PROBLEM REQUIREMENTS =>
List each line in the entries below that contains the string "wall". Case counts.

LISTED ENTRIES =>
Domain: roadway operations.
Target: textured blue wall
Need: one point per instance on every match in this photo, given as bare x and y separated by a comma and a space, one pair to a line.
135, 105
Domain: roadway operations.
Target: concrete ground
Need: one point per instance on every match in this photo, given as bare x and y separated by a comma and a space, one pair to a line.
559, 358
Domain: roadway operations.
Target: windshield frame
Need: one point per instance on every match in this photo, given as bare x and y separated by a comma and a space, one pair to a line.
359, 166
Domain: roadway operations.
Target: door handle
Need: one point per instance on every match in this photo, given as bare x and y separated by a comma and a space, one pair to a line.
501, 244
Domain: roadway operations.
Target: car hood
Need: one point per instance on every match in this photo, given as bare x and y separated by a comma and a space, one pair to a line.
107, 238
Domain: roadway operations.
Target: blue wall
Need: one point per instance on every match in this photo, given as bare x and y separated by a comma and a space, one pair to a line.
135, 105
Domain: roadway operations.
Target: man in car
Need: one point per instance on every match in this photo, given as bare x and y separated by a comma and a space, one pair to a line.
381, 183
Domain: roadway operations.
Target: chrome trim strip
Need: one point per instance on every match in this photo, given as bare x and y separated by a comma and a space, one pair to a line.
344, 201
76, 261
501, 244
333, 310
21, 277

==

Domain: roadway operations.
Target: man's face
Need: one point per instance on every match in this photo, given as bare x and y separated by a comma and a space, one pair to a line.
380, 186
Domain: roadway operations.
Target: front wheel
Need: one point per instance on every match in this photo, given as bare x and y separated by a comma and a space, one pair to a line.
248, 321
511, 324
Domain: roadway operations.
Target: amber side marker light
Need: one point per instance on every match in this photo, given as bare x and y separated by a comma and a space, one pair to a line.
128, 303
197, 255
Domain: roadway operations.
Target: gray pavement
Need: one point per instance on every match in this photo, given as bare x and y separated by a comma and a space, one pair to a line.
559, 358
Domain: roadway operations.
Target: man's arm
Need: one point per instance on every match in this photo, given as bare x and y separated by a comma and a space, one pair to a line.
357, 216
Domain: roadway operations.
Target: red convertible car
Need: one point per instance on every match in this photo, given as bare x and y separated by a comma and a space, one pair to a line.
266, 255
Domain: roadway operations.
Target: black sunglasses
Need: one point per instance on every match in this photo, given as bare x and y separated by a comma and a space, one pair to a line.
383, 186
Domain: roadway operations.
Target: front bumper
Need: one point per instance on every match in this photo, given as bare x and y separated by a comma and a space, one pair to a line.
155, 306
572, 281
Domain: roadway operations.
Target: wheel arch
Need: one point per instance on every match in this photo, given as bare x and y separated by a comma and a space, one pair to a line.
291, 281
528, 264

==

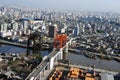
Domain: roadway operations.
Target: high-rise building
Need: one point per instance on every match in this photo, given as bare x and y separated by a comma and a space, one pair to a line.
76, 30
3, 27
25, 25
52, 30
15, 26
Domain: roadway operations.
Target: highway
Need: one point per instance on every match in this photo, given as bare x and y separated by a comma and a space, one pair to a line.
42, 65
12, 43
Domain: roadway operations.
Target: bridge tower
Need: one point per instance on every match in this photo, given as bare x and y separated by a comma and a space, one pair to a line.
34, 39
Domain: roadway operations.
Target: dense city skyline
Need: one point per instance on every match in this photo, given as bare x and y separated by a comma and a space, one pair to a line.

CORRECT RESULT =>
Target: textured blue wall
Target: blue wall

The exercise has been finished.